PASSAGE SHOWN —
---

Northwestern University scientists have now developed a carbon nanotube solar cell (CNT) that is twice as efficient as its predecessors. Early research stalled when CNTs proved to be inefficient, converting far less sunlight into power than other methods. Yet the CNTs have long shown promise for photovoltaics because they’re lighter, more flexible, and cheaper than conventional solar-cell materials.

The Northwestern research team led by Mark Hersam, professor of materials science and engineering and the Bette and Neison Harris Chair of Teaching Excellence at the McCormick School of Engineering created a new type of CNT solar cell that is twice as efficient as its predecessors and is also the first CNT solar cell to have its performance certified by the National Renewable Energy Laboratory.

Hersam said, “The field had been hovering around 1 percent efficiency for about a decade; it had really plateaued. But we’ve been able to increase it to over 3 percent. It’s a significant jump.”

The research is described in the article “Polychiral Semiconducting Carbon Nanotube-Fullerene Solar Cells” in the August 7 issue of Nano Letters.

The team reports the secret lies in the CNTs’ chirality, which is a combination of the tubes’ diameter and twist. When a thin sheet of carbon is rolled into a nanotube, several hundred different chiralities are possible. In the past, researchers tended to choose one particular chirality with good semiconducting properties and build an entire solar cell out of that one.

---

DATASET —
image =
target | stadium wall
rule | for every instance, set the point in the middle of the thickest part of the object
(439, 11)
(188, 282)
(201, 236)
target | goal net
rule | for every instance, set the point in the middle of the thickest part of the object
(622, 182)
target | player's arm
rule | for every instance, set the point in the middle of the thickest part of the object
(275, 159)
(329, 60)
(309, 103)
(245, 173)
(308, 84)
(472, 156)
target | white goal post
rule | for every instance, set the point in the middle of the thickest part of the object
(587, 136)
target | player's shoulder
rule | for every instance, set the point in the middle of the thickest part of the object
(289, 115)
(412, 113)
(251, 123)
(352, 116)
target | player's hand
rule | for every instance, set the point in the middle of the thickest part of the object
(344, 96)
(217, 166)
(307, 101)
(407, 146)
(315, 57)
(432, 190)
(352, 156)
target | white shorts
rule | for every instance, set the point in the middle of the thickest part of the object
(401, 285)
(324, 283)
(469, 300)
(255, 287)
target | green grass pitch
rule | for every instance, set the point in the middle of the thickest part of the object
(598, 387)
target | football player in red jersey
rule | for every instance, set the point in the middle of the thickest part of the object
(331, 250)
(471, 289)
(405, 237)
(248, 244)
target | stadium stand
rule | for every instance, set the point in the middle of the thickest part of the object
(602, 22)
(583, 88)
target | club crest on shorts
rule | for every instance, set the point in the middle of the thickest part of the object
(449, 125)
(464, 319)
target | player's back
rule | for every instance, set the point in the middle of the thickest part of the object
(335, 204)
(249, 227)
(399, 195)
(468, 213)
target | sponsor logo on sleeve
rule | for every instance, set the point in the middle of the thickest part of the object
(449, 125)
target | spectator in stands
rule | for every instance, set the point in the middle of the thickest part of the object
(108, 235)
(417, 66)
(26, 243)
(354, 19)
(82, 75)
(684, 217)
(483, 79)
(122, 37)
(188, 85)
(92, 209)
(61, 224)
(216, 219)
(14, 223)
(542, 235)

---

EXERCISE OBJECTIVE —
Please copy out the full article on carbon nanotube solar cells word for word. The items come from a separate source and have no connection to the article.

ANSWER TO THE PROBLEM —
Northwestern University scientists have now developed a carbon nanotube solar cell (CNT) that is twice as efficient as its predecessors. Early research stalled when CNTs proved to be inefficient, converting far less sunlight into power than other methods. Yet the CNTs have long shown promise for photovoltaics because they’re lighter, more flexible, and cheaper than conventional solar-cell materials.

The Northwestern research team led by Mark Hersam, professor of materials science and engineering and the Bette and Neison Harris Chair of Teaching Excellence at the McCormick School of Engineering created a new type of CNT solar cell that is twice as efficient as its predecessors and is also the first CNT solar cell to have its performance certified by the National Renewable Energy Laboratory.

Hersam said, “The field had been hovering around 1 percent efficiency for about a decade; it had really plateaued. But we’ve been able to increase it to over 3 percent. It’s a significant jump.”

The research is described in the article “Polychiral Semiconducting Carbon Nanotube-Fullerene Solar Cells” in the August 7 issue of Nano Letters.

The team reports the secret lies in the CNTs’ chirality, which is a combination of the tubes’ diameter and twist. When a thin sheet of carbon is rolled into a nanotube, several hundred different chiralities are possible. In the past, researchers tended to choose one particular chirality with good semiconducting properties and build an entire solar cell out of that one.